- **TEXTO PARA REVISAR**
::::

Sin embargo, las ciudades no pueden ser míticas porque sí. No se les pega una etiqueta ni se crean de un día para otro, en cartón piedra, como una disneylandia, como un decorado. Necesitan que la historia haya pasado por ellas y que lo haya hecho bien, aunque con dolor; que haya dejado un poso de civilización, de sufrimiento, de espíritu de lucha, de supervivencia, de resistencia; un carácter propio y una cultura. Que si se cortara su suelo, como un pastel,se vieran, en capas, sus edades superpuestas.

Es preciso, también, que sus habitantes se hayan molestado en elaborar construcciones mentales, análisis, informes, relatos, épicas y líricas, de sus orígenes, pero que también se hayan dedicado a pensar su tiempo, a actuar frente a lo que pasa, a participar del destino común, a construirlo; que las ciudades no tienen alma por que sí, tienen la de sus vecinos, los de hoy y los de antes. Ese alma se cultiva, se define y se depura según lo hace la gente que hace la ciudad, y busco la redundancia; que en el caso de la que me ocupa han sido personas y grupos que se han interrogado sobre su identidad, que han buscado en ella su razón de ser, de su conocimiento. Gente que ha usado la historia no para petrificarse, sino para ponerse de pie sobre ella y levantar el futuro y que no ha eludido el compromiso con su tiempo, con las tragedias de las guerras en primer plano, y con su propia obra.

::::

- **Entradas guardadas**

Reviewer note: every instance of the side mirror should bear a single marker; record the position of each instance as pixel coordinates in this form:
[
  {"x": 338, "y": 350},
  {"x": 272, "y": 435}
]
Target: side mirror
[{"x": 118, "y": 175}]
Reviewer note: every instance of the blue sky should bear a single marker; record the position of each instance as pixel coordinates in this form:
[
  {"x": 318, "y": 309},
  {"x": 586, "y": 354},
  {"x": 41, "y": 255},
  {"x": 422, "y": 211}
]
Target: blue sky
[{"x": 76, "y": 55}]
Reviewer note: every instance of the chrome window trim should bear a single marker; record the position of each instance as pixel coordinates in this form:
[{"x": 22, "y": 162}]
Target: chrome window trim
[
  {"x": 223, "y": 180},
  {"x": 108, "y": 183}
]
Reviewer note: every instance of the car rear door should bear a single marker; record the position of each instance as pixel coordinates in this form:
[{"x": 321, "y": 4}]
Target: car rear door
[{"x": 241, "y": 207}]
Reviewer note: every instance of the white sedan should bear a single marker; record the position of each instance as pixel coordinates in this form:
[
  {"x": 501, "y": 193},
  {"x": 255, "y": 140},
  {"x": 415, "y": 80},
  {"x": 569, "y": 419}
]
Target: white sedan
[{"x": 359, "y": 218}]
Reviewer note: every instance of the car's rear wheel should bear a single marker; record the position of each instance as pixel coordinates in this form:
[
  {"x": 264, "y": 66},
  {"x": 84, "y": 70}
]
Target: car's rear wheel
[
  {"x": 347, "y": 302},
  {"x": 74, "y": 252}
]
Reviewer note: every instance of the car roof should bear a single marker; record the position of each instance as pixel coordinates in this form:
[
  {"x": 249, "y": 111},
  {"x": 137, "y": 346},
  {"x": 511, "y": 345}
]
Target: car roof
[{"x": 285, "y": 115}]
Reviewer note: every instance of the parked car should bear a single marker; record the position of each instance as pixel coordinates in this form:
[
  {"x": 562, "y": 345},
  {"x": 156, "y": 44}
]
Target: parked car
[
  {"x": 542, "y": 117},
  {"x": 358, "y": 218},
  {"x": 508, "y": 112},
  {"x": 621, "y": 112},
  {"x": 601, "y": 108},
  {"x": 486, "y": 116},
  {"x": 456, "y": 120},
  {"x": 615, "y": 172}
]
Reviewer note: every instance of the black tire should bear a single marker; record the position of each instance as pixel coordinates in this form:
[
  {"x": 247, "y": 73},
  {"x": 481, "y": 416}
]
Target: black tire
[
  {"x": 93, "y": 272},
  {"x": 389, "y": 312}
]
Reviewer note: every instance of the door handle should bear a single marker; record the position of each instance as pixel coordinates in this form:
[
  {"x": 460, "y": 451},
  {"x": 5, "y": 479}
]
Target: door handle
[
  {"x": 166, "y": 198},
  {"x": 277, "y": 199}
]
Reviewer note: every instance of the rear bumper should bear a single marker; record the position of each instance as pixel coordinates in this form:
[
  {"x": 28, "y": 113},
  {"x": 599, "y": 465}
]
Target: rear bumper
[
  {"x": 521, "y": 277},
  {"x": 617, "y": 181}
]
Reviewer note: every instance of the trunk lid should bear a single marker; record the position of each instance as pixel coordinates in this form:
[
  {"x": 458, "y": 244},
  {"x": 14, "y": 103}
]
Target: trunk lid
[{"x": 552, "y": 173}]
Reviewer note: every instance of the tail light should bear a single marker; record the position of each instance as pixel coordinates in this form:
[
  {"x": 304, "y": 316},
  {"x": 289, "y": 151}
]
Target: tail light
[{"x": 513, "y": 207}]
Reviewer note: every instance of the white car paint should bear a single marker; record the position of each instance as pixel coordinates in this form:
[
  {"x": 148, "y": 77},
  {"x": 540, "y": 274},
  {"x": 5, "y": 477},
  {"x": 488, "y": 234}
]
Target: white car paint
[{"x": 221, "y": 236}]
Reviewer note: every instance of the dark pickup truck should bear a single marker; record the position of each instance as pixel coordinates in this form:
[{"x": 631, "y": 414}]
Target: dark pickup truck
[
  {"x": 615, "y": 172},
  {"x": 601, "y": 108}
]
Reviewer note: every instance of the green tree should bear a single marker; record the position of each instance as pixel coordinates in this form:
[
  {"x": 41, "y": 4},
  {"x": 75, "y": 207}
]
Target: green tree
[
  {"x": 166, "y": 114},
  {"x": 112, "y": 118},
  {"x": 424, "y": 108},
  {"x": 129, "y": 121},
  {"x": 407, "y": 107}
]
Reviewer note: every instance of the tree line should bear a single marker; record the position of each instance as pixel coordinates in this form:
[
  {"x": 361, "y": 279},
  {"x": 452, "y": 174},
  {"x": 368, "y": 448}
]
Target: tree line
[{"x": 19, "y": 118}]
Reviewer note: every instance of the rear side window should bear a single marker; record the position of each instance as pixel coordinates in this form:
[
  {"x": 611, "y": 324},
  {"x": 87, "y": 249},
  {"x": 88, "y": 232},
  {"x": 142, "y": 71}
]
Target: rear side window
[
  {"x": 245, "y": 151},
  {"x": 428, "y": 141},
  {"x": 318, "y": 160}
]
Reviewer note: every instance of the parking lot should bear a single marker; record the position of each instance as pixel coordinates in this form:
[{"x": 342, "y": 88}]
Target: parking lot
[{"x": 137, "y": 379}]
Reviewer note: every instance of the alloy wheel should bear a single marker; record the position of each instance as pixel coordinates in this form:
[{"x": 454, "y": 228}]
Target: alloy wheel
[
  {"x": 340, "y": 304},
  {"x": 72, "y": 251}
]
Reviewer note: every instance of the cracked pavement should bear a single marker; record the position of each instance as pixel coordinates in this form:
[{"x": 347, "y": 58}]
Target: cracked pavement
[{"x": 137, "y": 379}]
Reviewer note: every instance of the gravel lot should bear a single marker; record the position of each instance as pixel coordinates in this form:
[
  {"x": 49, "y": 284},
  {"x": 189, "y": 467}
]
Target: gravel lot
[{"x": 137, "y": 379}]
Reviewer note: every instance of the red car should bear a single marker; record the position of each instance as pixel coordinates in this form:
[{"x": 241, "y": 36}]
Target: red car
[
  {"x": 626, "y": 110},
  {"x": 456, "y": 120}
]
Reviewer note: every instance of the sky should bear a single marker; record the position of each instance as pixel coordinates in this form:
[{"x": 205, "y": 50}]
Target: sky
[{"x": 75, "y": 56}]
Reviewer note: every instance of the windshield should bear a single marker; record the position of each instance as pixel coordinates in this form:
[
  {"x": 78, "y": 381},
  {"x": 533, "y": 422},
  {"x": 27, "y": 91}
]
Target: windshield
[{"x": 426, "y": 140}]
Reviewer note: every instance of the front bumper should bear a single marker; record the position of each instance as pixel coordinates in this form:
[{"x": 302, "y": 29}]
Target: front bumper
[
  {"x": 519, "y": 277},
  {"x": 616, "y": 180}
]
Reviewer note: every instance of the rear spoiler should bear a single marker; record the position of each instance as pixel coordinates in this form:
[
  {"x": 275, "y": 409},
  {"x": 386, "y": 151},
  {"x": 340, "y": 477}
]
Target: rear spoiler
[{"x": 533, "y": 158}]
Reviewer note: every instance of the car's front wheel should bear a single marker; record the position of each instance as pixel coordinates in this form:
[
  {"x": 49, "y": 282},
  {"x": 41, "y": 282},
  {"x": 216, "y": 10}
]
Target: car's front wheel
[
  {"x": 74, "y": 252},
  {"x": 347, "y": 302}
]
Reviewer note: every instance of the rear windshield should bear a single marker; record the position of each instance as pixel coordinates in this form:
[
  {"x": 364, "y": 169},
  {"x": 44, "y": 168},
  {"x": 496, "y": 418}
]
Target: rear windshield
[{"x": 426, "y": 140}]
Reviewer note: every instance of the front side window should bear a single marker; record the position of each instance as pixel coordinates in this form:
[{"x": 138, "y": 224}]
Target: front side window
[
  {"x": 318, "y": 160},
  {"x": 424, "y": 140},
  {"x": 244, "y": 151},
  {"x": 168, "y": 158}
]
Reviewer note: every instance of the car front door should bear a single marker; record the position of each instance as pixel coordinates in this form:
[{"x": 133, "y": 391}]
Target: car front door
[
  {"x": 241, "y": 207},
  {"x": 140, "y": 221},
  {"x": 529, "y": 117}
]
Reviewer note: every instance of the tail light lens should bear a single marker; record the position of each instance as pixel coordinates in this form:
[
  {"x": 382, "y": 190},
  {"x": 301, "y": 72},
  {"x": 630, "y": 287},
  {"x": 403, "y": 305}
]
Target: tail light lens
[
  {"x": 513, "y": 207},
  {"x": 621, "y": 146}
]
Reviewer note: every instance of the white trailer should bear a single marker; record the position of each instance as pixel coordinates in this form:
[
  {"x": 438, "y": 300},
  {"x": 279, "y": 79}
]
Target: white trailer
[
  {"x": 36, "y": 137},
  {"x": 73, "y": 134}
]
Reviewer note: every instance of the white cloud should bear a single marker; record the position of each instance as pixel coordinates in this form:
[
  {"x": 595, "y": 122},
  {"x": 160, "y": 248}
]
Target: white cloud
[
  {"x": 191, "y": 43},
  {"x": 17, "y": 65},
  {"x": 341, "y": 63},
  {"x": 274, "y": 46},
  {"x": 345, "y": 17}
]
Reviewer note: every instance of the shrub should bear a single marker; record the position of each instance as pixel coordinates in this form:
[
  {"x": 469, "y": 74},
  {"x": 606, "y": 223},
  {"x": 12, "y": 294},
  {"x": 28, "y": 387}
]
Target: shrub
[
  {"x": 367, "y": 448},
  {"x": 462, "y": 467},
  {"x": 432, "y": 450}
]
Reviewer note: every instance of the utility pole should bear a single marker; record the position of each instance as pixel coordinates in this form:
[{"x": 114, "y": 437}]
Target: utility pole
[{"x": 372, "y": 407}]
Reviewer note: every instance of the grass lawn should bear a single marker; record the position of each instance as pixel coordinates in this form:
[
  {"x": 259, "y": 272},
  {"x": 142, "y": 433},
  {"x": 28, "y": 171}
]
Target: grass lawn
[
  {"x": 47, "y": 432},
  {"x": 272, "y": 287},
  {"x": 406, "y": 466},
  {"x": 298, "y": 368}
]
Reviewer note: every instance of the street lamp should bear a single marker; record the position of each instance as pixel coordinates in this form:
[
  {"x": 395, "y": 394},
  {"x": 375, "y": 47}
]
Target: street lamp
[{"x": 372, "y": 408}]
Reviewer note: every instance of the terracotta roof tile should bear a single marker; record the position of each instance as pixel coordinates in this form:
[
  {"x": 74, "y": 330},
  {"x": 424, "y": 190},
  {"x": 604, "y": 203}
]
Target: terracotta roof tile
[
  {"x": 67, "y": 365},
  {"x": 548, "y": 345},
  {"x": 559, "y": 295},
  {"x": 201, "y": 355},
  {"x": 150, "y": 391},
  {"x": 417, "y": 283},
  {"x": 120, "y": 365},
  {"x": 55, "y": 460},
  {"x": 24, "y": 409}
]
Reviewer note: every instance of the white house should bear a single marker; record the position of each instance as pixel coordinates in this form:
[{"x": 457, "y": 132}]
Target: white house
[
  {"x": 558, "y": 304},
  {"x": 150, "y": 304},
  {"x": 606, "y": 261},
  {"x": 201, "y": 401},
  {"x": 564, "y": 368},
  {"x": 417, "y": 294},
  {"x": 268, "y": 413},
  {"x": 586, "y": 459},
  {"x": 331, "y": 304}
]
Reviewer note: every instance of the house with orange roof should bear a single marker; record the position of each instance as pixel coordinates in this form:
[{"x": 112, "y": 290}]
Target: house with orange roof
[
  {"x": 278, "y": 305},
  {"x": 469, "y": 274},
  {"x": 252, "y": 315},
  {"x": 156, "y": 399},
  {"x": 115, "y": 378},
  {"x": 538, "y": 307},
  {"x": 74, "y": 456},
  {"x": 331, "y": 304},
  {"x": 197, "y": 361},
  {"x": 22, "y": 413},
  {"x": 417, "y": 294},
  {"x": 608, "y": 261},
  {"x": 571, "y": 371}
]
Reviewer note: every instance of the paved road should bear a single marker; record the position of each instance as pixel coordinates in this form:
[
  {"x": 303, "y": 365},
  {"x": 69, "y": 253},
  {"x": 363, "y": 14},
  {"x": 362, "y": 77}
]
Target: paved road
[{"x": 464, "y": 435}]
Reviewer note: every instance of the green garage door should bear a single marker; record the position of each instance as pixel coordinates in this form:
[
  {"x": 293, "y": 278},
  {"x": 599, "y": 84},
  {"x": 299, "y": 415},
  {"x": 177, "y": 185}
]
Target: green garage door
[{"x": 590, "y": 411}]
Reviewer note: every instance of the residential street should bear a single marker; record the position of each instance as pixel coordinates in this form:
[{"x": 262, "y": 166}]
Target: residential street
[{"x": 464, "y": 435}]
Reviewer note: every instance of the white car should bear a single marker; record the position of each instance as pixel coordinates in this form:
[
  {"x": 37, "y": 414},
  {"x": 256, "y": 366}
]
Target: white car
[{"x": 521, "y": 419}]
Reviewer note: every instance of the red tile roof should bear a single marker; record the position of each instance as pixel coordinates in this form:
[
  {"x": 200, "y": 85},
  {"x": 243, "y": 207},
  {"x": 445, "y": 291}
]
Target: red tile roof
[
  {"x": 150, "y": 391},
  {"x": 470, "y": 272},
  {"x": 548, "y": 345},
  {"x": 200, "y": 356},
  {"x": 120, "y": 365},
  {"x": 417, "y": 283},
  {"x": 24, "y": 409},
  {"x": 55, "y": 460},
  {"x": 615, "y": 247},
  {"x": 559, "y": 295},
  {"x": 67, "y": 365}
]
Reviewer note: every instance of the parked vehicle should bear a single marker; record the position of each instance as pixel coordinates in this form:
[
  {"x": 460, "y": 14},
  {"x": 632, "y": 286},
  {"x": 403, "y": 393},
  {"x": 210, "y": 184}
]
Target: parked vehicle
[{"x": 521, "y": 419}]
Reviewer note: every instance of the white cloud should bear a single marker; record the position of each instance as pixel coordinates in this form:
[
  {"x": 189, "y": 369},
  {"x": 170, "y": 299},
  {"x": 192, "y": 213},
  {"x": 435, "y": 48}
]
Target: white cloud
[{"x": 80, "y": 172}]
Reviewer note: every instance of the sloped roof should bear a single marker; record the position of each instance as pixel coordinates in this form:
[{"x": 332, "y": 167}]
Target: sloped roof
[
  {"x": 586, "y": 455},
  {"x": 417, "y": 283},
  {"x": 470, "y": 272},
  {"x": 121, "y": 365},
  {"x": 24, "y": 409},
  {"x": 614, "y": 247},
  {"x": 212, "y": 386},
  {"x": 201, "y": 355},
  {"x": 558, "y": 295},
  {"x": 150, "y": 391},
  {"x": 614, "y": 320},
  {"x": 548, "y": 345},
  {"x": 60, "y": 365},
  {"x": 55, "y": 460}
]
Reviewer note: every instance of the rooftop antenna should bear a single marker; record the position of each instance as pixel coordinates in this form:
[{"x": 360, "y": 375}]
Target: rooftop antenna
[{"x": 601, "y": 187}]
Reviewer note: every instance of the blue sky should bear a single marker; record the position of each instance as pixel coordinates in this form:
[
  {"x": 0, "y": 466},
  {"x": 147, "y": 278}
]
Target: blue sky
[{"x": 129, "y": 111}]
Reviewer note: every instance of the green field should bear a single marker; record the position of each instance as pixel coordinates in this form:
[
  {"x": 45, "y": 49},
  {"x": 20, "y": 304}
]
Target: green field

::::

- **INSTRUCCIONES**
Retoma el texto sobre el alma de las ciudades y sus habitantes a partir de su última oración.

- **RESULTADO DEL EJERCICIO**
Por lo demás, la búsqueda de la esencia de la identidad no significa reducirse al tipismo, elaborar un arquetipo, sino iniciar un trabajo en progreso, inserto en el mundo, que varía y se nutre de nuevas influencias y elementos, y que comienza por incorporar la propia diversidad.

Hay un caso singular en esta historia de Trieste, el de la generación de Stuparich y su hermano, de Scipio Slataper y otros que, agrupados en torno a un periódico, curiosamente llamado La Voce, «fundan su cultura descubriendo y transmitiendo aquella gran cultura europea que diagnosticaba y plasmaba la crisis de la Kultur, del saber y de su organización: la irreparable fisura que se estaba extendiendo entre la vida y el valor, la vida y la representación», dice Magris.

Naturalmente, pongamos que hablo de Trieste.